**Challenge**
Count the lines in the data below that contain the word "woman", and give only that number.

========================================

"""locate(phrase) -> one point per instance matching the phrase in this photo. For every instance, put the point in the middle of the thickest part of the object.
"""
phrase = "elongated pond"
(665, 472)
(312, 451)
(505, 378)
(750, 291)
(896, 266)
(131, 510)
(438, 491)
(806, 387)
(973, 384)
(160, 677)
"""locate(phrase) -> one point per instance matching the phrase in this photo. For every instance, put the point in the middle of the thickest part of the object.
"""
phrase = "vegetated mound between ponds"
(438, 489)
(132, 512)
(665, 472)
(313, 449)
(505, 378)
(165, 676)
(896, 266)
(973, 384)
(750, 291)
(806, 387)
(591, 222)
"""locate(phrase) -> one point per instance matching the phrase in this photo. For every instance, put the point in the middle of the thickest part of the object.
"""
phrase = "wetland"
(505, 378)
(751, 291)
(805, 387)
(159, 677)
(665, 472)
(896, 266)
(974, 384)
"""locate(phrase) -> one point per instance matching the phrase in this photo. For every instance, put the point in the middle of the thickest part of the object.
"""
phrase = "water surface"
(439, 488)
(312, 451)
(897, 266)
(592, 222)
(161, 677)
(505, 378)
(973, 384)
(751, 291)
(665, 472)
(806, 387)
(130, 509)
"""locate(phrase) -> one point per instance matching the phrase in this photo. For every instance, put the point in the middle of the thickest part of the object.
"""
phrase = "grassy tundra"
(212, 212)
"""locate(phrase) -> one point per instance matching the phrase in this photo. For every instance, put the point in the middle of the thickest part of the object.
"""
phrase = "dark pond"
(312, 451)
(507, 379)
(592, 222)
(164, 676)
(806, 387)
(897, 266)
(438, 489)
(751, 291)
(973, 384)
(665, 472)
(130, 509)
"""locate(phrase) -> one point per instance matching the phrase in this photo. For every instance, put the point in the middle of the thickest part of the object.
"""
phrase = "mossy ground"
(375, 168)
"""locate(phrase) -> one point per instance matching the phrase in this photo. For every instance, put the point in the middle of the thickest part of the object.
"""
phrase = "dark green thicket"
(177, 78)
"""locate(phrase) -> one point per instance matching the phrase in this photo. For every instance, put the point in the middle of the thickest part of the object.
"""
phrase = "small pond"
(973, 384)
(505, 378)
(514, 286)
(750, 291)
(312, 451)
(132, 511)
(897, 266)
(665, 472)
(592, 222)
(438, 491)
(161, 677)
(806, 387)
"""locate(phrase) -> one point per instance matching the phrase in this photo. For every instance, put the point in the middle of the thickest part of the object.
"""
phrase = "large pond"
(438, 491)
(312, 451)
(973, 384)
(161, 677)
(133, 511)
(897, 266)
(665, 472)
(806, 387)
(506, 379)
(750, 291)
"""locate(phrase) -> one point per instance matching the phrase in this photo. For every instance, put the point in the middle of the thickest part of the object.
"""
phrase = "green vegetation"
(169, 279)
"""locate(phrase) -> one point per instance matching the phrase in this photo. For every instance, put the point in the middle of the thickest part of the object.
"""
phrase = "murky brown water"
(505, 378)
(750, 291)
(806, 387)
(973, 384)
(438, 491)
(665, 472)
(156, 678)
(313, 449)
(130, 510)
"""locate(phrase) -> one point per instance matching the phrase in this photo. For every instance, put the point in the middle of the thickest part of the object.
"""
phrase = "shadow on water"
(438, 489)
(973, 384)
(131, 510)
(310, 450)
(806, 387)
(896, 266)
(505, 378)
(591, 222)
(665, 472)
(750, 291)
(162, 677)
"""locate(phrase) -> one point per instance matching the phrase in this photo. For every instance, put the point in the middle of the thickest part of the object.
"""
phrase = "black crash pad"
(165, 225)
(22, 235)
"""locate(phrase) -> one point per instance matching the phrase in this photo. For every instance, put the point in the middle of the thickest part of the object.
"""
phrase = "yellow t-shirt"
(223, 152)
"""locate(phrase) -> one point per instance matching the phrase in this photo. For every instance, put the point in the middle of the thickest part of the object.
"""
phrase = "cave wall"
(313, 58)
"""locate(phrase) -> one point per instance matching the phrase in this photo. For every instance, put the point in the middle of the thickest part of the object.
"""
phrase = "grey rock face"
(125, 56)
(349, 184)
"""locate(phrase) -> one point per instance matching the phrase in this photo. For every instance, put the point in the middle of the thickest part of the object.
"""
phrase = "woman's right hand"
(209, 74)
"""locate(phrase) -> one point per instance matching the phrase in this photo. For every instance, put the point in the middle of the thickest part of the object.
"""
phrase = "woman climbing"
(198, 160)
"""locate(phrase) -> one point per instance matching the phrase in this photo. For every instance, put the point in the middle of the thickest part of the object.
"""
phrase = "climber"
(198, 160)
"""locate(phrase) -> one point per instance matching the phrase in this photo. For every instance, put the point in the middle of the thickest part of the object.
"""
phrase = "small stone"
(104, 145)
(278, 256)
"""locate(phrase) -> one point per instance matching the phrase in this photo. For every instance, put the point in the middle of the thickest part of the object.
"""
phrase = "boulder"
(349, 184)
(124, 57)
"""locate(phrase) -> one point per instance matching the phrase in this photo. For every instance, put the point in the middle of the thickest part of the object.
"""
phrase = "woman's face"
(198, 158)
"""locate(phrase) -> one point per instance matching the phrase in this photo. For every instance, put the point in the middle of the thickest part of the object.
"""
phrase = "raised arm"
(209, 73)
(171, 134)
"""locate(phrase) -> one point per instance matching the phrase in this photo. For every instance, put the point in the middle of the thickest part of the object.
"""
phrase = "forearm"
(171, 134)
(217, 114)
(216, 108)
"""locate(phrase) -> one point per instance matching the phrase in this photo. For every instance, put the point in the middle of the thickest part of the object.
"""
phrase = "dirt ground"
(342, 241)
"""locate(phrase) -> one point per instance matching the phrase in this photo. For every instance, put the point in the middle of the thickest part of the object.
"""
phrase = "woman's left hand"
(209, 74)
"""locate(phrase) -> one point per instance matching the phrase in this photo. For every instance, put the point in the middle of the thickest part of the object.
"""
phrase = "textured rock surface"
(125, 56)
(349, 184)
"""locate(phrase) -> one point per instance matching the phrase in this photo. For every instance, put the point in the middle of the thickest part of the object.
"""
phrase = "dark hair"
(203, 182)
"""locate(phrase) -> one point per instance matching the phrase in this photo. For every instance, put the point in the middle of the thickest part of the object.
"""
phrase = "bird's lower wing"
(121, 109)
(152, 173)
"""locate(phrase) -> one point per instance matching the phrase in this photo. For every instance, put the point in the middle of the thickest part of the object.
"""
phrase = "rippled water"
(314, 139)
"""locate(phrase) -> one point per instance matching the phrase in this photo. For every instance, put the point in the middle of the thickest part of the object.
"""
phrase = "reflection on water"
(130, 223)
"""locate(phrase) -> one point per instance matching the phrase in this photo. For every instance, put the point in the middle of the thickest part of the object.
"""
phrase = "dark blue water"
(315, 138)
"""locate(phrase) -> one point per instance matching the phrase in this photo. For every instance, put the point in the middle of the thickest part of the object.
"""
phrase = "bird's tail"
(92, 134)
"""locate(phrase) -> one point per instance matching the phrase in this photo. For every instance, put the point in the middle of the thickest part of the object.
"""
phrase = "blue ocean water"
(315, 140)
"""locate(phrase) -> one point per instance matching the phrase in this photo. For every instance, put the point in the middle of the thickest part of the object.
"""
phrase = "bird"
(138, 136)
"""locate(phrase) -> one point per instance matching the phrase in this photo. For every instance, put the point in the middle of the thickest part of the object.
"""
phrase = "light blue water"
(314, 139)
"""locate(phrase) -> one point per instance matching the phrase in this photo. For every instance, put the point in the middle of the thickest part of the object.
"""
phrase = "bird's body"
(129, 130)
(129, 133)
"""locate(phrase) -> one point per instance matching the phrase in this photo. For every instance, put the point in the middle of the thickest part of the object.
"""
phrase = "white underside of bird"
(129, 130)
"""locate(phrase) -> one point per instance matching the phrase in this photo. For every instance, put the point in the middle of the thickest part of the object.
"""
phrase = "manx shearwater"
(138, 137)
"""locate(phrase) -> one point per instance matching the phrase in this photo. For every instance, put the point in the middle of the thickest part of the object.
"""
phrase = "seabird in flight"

========================================

**The result**
4